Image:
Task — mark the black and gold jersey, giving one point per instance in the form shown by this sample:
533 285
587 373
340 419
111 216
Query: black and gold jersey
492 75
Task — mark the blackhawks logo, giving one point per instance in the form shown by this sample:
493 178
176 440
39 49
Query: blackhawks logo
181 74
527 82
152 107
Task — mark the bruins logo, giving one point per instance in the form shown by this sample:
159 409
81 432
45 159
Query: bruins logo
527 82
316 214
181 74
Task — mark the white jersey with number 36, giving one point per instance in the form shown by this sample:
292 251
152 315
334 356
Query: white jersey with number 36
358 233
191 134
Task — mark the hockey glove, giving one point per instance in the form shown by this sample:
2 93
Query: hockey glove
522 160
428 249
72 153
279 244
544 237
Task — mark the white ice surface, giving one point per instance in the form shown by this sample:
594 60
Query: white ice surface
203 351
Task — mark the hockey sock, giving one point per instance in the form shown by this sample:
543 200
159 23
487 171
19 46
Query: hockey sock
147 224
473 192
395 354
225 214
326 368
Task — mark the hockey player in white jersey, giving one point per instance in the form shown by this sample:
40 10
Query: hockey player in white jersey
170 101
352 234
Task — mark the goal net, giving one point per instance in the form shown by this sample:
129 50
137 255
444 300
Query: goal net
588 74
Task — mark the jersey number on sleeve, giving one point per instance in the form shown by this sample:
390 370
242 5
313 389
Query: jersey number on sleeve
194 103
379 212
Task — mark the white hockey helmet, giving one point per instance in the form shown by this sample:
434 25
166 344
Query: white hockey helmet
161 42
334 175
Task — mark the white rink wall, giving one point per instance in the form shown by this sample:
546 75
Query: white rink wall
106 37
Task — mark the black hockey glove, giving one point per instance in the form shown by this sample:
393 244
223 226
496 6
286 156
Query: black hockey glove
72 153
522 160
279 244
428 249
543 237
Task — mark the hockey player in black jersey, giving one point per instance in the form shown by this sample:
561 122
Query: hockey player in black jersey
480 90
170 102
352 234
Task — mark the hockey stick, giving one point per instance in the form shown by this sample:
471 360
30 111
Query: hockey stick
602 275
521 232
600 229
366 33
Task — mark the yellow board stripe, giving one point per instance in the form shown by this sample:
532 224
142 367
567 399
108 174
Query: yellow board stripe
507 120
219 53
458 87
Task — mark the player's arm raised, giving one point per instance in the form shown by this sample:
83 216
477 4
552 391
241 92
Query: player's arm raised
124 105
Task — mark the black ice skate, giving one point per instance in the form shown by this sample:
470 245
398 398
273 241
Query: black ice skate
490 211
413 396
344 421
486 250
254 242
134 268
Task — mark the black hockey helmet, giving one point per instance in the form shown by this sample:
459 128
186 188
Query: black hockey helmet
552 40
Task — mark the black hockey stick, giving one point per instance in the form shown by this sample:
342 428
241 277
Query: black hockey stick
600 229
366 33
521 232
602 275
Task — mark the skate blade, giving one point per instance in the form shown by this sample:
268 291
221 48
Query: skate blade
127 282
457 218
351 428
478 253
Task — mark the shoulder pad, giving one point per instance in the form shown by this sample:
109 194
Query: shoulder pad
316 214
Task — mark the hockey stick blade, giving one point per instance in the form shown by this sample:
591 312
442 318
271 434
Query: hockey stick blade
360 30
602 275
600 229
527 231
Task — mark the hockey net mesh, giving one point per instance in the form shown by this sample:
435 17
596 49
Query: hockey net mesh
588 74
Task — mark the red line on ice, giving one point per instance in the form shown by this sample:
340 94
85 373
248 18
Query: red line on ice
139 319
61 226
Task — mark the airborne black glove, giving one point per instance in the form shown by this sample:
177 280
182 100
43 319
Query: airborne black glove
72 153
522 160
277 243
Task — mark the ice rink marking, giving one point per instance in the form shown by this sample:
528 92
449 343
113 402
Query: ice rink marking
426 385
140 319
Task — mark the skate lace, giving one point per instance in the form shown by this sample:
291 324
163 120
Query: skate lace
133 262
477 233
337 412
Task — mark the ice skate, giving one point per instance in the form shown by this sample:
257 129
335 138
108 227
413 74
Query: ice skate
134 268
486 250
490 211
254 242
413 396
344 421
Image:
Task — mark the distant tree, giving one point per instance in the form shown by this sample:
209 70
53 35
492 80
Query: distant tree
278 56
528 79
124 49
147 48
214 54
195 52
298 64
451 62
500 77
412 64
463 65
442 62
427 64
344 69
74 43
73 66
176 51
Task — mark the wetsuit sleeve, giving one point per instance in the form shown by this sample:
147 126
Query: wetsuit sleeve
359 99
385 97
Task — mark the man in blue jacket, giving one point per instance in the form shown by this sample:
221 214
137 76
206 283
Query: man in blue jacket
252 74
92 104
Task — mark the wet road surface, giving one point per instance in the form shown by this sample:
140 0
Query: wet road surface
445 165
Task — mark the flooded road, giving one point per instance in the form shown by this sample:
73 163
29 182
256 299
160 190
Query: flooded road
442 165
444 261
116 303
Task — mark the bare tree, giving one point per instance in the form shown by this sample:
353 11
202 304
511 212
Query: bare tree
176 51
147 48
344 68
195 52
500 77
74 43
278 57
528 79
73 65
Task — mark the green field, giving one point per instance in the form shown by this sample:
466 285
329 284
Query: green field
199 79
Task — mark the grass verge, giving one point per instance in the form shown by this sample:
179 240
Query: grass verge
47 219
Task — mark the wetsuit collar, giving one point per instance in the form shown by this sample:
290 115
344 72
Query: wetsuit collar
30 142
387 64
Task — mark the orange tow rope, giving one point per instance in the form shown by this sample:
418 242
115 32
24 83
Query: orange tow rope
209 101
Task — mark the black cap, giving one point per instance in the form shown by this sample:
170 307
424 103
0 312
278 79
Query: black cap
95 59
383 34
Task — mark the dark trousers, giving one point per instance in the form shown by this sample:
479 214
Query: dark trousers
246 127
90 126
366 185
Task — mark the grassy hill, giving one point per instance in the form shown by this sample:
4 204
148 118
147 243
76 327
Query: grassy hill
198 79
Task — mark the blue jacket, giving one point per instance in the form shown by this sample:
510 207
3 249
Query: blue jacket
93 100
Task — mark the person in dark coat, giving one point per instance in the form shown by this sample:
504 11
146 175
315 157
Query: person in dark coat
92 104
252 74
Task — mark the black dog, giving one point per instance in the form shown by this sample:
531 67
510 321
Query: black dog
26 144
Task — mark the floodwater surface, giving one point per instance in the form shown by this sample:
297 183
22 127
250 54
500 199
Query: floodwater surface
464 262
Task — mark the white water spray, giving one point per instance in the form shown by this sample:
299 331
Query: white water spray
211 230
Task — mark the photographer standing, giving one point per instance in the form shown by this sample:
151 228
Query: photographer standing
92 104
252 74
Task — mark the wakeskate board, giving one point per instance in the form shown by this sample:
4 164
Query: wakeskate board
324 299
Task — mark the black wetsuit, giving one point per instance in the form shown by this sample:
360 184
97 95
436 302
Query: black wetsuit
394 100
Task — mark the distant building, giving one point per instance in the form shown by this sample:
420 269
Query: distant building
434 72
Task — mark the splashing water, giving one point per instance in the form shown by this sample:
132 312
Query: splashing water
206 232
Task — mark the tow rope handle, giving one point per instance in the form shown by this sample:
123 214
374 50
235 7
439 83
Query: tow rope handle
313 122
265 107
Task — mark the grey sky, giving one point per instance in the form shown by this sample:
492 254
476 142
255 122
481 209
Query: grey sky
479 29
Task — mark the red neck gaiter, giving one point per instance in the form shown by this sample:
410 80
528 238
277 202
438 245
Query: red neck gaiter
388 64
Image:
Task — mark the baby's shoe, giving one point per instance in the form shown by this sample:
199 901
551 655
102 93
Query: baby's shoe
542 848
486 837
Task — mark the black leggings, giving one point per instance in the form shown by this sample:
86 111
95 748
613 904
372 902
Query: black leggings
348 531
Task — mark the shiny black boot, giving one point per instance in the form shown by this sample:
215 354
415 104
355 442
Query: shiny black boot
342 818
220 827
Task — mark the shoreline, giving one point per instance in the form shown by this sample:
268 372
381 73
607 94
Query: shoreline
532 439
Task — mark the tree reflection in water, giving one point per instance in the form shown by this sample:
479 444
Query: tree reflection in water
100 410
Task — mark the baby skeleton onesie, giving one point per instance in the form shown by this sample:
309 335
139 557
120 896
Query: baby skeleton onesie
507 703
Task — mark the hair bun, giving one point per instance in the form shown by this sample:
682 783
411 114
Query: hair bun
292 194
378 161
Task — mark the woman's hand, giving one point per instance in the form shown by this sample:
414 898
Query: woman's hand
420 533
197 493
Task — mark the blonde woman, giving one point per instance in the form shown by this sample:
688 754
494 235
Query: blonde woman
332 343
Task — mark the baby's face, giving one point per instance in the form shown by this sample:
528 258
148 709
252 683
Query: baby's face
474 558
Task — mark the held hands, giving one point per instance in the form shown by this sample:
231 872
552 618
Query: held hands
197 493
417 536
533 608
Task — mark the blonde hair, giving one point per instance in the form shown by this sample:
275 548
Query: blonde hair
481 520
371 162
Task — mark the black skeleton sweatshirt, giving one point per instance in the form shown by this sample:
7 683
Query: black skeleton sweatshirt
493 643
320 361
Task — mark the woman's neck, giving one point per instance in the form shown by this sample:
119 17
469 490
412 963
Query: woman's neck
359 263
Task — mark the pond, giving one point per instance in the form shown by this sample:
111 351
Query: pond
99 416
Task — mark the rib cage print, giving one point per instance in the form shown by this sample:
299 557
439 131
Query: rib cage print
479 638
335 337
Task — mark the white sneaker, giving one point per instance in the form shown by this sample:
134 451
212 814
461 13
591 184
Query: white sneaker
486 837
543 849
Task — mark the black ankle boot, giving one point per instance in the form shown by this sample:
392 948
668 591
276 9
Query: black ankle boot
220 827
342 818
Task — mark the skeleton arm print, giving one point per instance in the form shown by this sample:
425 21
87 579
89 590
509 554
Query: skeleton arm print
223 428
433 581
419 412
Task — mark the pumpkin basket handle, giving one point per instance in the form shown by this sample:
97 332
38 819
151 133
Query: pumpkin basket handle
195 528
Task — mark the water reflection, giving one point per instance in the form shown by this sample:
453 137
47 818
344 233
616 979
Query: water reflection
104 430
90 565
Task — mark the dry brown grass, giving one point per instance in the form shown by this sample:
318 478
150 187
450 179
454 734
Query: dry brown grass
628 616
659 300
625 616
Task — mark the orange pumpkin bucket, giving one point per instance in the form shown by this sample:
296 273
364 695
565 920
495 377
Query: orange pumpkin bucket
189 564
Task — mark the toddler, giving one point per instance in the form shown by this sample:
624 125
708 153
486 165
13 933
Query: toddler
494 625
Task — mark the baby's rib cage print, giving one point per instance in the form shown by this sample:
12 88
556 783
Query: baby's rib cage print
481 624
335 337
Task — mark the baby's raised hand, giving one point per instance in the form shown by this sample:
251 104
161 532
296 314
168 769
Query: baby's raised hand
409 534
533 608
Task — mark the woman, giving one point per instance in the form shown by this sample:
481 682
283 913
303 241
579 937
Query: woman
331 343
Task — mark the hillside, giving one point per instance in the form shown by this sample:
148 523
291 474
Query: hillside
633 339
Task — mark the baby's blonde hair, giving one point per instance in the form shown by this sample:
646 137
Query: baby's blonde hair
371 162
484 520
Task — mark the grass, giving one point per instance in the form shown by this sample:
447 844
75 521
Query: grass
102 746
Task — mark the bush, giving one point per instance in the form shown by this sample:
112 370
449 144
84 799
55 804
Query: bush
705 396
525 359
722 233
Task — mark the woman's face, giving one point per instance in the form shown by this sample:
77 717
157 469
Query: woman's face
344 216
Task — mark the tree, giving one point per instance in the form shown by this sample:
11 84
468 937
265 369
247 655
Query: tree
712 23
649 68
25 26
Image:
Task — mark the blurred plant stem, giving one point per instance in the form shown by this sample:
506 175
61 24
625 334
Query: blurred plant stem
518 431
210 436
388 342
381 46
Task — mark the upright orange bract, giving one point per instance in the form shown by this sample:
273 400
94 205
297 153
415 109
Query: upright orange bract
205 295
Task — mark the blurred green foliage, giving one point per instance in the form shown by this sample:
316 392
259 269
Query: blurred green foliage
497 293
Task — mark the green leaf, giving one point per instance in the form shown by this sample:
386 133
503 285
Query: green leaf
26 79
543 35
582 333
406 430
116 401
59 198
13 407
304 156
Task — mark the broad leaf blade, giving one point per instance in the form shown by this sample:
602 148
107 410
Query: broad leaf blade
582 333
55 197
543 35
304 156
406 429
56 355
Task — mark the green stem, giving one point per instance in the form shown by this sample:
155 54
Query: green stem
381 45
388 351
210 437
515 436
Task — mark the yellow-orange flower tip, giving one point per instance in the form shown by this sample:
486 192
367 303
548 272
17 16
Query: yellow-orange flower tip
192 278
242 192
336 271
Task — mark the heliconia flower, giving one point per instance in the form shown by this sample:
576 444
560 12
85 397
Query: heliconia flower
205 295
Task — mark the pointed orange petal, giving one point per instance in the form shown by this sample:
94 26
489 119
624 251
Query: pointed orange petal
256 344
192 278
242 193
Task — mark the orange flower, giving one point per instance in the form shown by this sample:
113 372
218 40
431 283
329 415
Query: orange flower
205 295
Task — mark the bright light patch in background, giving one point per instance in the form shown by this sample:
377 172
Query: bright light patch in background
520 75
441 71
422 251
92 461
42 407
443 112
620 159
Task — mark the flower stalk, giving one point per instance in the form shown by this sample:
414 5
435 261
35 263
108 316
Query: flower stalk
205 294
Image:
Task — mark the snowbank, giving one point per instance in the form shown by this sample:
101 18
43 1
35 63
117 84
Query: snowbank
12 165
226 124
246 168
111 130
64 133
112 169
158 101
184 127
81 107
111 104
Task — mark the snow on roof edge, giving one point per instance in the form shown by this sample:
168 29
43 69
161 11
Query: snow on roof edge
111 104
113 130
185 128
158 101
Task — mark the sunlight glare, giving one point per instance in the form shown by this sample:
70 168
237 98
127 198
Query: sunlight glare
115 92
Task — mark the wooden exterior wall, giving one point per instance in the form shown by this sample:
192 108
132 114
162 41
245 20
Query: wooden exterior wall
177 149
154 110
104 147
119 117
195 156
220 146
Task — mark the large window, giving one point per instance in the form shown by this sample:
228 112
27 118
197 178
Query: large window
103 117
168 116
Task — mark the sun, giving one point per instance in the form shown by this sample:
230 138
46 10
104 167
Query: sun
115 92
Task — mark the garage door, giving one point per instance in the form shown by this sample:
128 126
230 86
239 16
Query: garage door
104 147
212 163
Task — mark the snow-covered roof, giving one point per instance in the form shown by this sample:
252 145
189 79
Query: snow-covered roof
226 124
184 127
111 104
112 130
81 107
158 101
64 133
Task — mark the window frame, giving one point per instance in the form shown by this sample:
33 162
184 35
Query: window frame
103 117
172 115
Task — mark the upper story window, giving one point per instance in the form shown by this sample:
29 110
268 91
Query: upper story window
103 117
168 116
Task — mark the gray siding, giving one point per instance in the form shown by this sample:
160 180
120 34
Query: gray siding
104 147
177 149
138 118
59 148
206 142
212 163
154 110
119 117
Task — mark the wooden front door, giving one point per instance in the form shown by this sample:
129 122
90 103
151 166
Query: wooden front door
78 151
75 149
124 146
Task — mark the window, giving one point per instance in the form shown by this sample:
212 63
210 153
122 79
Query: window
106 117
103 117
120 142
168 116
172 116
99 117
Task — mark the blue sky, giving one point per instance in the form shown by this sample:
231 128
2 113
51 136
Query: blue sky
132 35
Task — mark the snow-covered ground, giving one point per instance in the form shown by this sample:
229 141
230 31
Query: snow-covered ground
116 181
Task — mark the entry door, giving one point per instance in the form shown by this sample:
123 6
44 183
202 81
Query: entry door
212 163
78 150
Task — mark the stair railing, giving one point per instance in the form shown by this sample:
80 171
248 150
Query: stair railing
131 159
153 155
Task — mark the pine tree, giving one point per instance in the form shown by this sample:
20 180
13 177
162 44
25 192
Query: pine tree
==================================================
* Your assignment *
Going through the listing above, count every line in which the word "pine" occurs, and state only the count.

* Result of the task *
2